* RECORDS TO PROCESS
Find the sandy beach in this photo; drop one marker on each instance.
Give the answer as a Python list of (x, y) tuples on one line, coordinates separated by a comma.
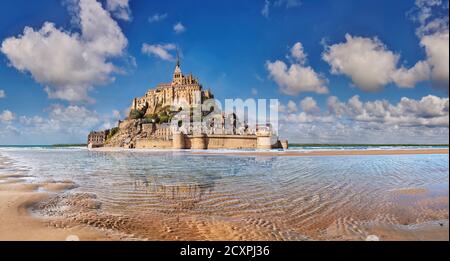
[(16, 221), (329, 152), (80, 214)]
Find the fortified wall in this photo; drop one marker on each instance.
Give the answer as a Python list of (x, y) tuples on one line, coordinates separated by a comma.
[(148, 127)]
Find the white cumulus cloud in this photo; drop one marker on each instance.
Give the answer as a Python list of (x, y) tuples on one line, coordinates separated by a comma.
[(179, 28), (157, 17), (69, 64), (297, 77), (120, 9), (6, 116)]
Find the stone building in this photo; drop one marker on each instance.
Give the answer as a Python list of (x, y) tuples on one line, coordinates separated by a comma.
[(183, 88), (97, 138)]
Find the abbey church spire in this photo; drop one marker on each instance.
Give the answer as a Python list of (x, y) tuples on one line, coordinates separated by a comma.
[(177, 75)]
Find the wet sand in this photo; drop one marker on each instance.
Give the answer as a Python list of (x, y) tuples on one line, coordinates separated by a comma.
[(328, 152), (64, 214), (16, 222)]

==

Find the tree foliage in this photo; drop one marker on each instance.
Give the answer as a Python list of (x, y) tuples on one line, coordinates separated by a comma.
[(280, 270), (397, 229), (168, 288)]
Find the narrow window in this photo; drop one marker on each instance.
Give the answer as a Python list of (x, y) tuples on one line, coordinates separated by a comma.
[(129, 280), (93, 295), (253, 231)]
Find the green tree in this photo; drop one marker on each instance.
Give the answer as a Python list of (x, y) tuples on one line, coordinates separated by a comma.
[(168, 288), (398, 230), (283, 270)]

...

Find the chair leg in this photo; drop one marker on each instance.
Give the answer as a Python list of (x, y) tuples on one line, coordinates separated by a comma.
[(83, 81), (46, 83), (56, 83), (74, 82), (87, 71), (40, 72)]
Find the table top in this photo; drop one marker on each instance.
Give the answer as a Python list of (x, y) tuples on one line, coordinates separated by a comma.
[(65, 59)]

* DO THIS
Rewrite the stretch of the records from the line containing "Find the green" through the line containing "[(168, 288), (398, 230), (283, 270)]", swapping "green tree" for "oak tree" and leaving everything else unchanged. Give only those lines.

* RESPONSE TO THE EXERCISE
Find the oak tree in this photo; drop one marker on each instance.
Give the answer as a Python list of (x, y) tuples on one line, coordinates separated by a comma.
[(168, 288), (398, 230), (283, 270)]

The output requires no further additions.